What the exercise asks
I'd like the records transcribed exactly, leaving the images out.

Material provided
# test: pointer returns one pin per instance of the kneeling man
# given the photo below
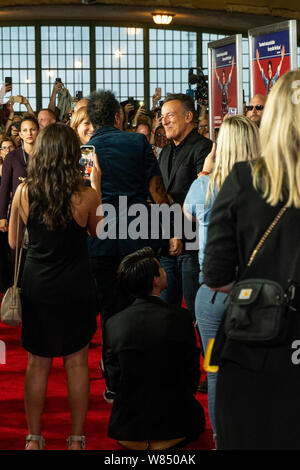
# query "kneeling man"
(153, 352)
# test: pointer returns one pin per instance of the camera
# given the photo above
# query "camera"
(200, 80)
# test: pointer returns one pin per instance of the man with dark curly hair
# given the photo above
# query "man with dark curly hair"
(130, 175)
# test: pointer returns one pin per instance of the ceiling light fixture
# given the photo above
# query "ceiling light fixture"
(117, 53)
(162, 18)
(133, 31)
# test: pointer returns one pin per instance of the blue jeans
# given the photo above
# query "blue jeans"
(209, 308)
(182, 276)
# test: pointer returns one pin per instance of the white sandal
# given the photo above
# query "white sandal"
(80, 439)
(34, 437)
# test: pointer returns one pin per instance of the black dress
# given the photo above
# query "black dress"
(58, 294)
(258, 388)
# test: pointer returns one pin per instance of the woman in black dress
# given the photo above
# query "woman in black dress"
(258, 387)
(58, 299)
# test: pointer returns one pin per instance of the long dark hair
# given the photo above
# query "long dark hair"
(54, 174)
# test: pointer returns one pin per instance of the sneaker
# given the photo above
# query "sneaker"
(109, 396)
(202, 387)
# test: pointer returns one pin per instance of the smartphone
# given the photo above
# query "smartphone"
(87, 159)
(17, 99)
(158, 93)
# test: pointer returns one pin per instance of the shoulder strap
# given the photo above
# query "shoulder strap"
(18, 256)
(265, 235)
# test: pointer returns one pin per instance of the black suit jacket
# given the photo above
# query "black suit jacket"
(186, 167)
(152, 351)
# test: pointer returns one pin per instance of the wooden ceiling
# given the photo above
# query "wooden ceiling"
(218, 15)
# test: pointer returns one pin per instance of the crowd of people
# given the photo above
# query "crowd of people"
(229, 191)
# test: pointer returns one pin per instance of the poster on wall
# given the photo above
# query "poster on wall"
(225, 80)
(272, 53)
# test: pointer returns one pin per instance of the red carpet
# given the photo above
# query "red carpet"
(56, 418)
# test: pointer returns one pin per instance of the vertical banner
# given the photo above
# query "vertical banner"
(225, 80)
(272, 52)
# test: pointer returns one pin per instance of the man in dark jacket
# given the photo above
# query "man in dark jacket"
(130, 175)
(180, 162)
(154, 360)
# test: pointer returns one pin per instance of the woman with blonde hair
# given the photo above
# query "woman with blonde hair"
(258, 386)
(238, 140)
(81, 124)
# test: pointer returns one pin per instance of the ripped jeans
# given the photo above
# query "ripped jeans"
(209, 308)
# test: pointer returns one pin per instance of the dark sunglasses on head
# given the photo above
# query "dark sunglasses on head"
(258, 107)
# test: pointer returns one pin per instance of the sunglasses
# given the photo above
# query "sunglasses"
(258, 107)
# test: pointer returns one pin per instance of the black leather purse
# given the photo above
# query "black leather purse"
(259, 310)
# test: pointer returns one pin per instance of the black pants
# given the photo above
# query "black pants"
(6, 271)
(111, 298)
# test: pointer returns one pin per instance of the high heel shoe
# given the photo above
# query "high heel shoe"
(80, 439)
(101, 367)
(34, 437)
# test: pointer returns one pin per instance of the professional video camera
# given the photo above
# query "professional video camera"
(200, 93)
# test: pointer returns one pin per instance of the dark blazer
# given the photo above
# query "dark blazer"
(127, 163)
(151, 347)
(14, 168)
(187, 165)
(238, 220)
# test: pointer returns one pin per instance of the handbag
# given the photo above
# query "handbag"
(11, 307)
(259, 310)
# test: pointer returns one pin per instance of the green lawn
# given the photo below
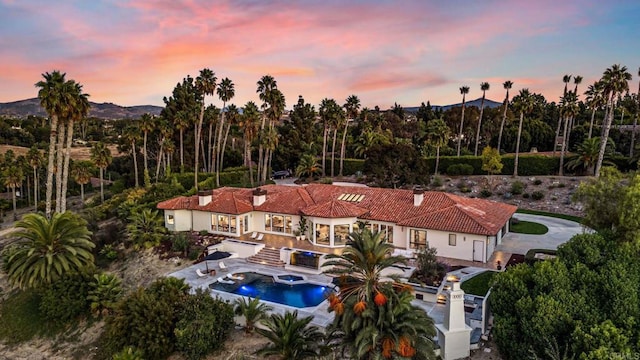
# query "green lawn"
(544, 213)
(528, 227)
(479, 284)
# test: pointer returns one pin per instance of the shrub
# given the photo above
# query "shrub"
(204, 325)
(485, 193)
(537, 195)
(517, 187)
(65, 299)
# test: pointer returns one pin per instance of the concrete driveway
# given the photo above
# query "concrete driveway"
(560, 231)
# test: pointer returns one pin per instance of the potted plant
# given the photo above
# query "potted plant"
(302, 227)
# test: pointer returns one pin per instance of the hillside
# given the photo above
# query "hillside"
(24, 108)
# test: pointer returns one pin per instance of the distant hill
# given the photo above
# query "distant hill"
(24, 108)
(487, 104)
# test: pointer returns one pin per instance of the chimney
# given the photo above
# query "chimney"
(259, 196)
(418, 196)
(204, 197)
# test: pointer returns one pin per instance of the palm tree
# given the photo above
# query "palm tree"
(374, 317)
(568, 109)
(48, 249)
(249, 126)
(205, 85)
(484, 86)
(52, 95)
(13, 177)
(146, 125)
(81, 173)
(146, 229)
(524, 104)
(464, 90)
(507, 86)
(253, 311)
(34, 157)
(308, 167)
(77, 113)
(615, 81)
(226, 91)
(291, 338)
(101, 156)
(352, 105)
(438, 136)
(132, 135)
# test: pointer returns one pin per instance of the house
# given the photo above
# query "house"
(459, 227)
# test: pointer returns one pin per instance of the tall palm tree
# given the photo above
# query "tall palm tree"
(507, 86)
(524, 104)
(568, 109)
(290, 338)
(438, 136)
(226, 92)
(374, 317)
(101, 156)
(34, 157)
(249, 125)
(81, 173)
(77, 113)
(615, 81)
(48, 249)
(53, 95)
(352, 105)
(464, 90)
(484, 86)
(205, 85)
(132, 135)
(253, 311)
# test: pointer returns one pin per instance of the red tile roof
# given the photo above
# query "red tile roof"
(438, 210)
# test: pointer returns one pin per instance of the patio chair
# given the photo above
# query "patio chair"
(222, 266)
(200, 273)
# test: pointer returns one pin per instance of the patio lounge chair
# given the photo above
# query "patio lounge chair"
(200, 273)
(222, 266)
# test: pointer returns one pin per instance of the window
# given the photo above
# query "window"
(322, 234)
(417, 239)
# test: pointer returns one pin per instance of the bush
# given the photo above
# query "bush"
(517, 187)
(537, 195)
(460, 169)
(65, 299)
(204, 325)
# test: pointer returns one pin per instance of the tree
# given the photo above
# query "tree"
(146, 229)
(491, 161)
(34, 157)
(524, 104)
(291, 338)
(464, 90)
(101, 156)
(484, 86)
(438, 136)
(351, 106)
(253, 311)
(507, 86)
(205, 85)
(48, 249)
(81, 172)
(226, 92)
(615, 82)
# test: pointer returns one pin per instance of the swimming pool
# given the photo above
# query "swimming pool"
(298, 295)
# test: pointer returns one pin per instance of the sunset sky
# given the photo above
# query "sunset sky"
(133, 52)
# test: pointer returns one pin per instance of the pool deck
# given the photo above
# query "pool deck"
(321, 315)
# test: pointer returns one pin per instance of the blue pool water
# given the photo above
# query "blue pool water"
(263, 286)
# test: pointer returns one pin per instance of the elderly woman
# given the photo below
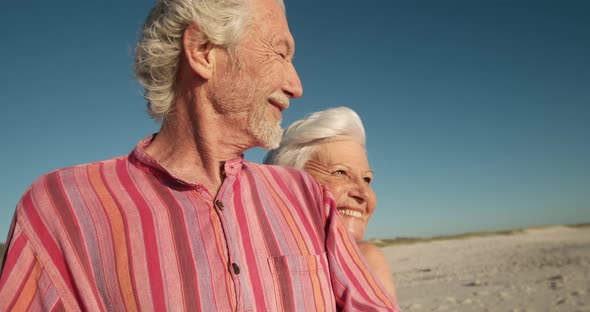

Reply
# test: pointer returns one pin per instance of the kneeling man
# given the photo below
# query "kneeling man"
(153, 352)
# test: pointer returns one pin per instance of the camera
# given the photo above
# query "camera"
(200, 80)
# test: pointer returns one pin per instance of the man with dark curly hair
# given the photo above
# query "man with dark curly hair"
(130, 175)
# test: pointer returns one pin per instance of the ceiling light fixture
# given the photo above
# query "ceiling light fixture"
(117, 53)
(162, 18)
(133, 31)
# test: pointer returns one pin per instance of the blue jeans
# given the photo above
# query "blue jeans"
(209, 308)
(182, 276)
# test: pointer returns one pin per instance of the white sandal
# given the photo above
# query "white sandal"
(80, 439)
(34, 437)
# test: pointer returns one pin per instance of the black dress
# given the photo above
# query "black dress"
(58, 294)
(258, 388)
# test: pointer returns one pin per instance of the woman in black dress
# given the photo above
# query "woman in black dress"
(258, 387)
(58, 299)
# test: pointer returns one pin per instance of the long dark hair
# given the photo above
# query "long dark hair"
(54, 174)
# test: pointer returns one pin per instance of the sneaker
# given the photo above
# query "sneaker"
(109, 396)
(202, 387)
# test: pointer returns one pin per instance of the smartphone
# given the photo above
# query "smartphone"
(87, 159)
(17, 99)
(158, 93)
# test: pointer returns one pin per instance of the shoulder strap
# given the photo above
# query "shoulder strap"
(18, 256)
(265, 235)
# test: pointer returns one pin per instance of the black suit jacket
# given the photo above
# query "black suit jacket"
(186, 167)
(152, 351)
# test: pointer returns one pin per instance of the wooden ceiling
# given the photo above
# query "wooden ceiling"
(218, 15)
# test: pointer returns one pin per instance of the crowd of people
# given the photo above
# query "crowd of people"
(229, 191)
# test: pointer returns one pin per instance of the poster on wall
# given the photo above
# query "poster on wall"
(225, 80)
(272, 53)
# test: pointer returns one pin per instance of the red carpet
# given the photo above
# query "red carpet"
(56, 418)
# test: pointer returns one pin per instance of the vertical banner
# given the photo above
# query "vertical banner"
(225, 80)
(272, 52)
# test: pointer returns one pin per instance of the man in dark jacket
# given the photo above
# query "man in dark jacket"
(130, 175)
(180, 162)
(154, 360)
# test: pointer returns one pin per instance of the woman with blonde hair
# given the photo above
# query "woman with blonde hair"
(258, 386)
(238, 140)
(81, 124)
# test: pointer returns one pin per instance of the ripped jeans
# given the photo above
# query "ripped jeans"
(209, 308)
# test: pointer returns one pin per instance of the dark sunglasses on head
# given the photo above
# query "dark sunglasses on head"
(258, 107)
# test: pointer returns one pin per instance of the sunglasses
# given the photo above
# query "sunglasses"
(258, 107)
# test: pointer returns one pin per instance of the black leather purse
# given the photo above
# query "black leather purse"
(259, 310)
# test: pointer returns one pin per instance of the black pants
# given the photo above
# query "black pants"
(6, 271)
(111, 298)
# test: pointer returns one pin per instance of the high heel shoe
# given the photo above
# query "high heel shoe"
(80, 439)
(101, 367)
(34, 437)
# test: pointer returns one pin per instance of the professional video camera
# given the photo above
# query "professional video camera"
(200, 93)
# test: pointer returns one pin per instance of the dark blazer
# given the photo above
# query "dark blazer"
(127, 163)
(151, 347)
(14, 168)
(187, 165)
(238, 220)
# test: pointer returns one pin per instance of the handbag
# given the photo above
# query "handbag"
(11, 307)
(259, 310)
# test: pointer returns one pin per instance of the green lawn
# given the photo below
# query "green lawn"
(544, 213)
(528, 227)
(479, 284)
# test: pointer returns one pin per instance of the shrub
# given the photo above
# query "shrub"
(204, 325)
(485, 193)
(537, 195)
(517, 187)
(65, 299)
# test: pointer returns one pin per instance of the concrete driveway
# given the photo above
# query "concrete driveway"
(560, 231)
# test: pointer returns one pin per instance of the potted plant
# given the photo above
# query "potted plant"
(302, 227)
# test: pointer returns one pin per instance of the hillside
# given the photo above
# query "hillside"
(24, 108)
# test: pointer returns one pin per instance of the distant hill
# given the photo above
# query "distant hill"
(24, 108)
(487, 104)
# test: pointer returns one pin per instance of the chimney
# given the photo above
# query "chimney"
(259, 196)
(418, 196)
(204, 197)
# test: pointer returns one pin per instance of the palm tree
# given the photo above
# query "palm tree"
(374, 317)
(568, 109)
(48, 249)
(249, 126)
(205, 85)
(484, 86)
(52, 95)
(13, 177)
(146, 125)
(81, 173)
(146, 229)
(524, 104)
(464, 90)
(507, 86)
(253, 311)
(34, 157)
(308, 167)
(77, 113)
(615, 81)
(226, 91)
(291, 338)
(101, 156)
(352, 105)
(438, 136)
(132, 135)
# test: pointer returns one pin per instance of the house
# given the photo above
# query "house"
(459, 227)
# test: pointer returns one pin per instance of the tall palm tree
# given the photo above
# query "tall palm tree"
(507, 86)
(524, 104)
(568, 109)
(290, 338)
(438, 136)
(226, 92)
(374, 317)
(101, 156)
(34, 157)
(249, 125)
(81, 173)
(77, 113)
(615, 81)
(48, 249)
(53, 95)
(352, 105)
(464, 90)
(484, 86)
(205, 85)
(132, 135)
(253, 311)
# test: pointer returns one pin per instance of the red tile roof
# given the photo above
# query "red tile roof"
(438, 210)
# test: pointer returns one pin per instance of the patio chair
# given the photo above
# query "patio chair"
(222, 266)
(200, 273)
# test: pointer returns one pin per instance of the patio lounge chair
# given the photo above
# query "patio lounge chair"
(200, 273)
(222, 266)
# test: pointer returns one pin per instance of the window
# given the photo above
# query "window"
(322, 234)
(417, 239)
# test: pointer returns one pin per instance of the bush
# given the photo above
# query "bush"
(517, 187)
(537, 195)
(460, 169)
(65, 299)
(204, 325)
# test: pointer returns one pin per instance of the tree
# given the photo above
# query "tree"
(146, 229)
(491, 161)
(34, 157)
(524, 104)
(291, 338)
(464, 90)
(101, 156)
(484, 86)
(438, 136)
(351, 106)
(253, 311)
(507, 86)
(205, 85)
(48, 249)
(81, 172)
(226, 92)
(615, 82)
# test: pointer returns one pin per instance of the swimming pool
# given the photo above
# query "swimming pool"
(298, 295)
# test: pointer returns one pin per instance of the sunset sky
# given the photo above
# query "sunset sky"
(133, 52)
# test: pointer returns one pin per instance of the pool deck
# given the photo above
# query "pool deck"
(321, 315)
# test: pointer returns one pin per instance of the blue pool water
# given the photo above
# query "blue pool water"
(263, 286)
# test: pointer returns one pin per instance of the elderly woman
# given the photo below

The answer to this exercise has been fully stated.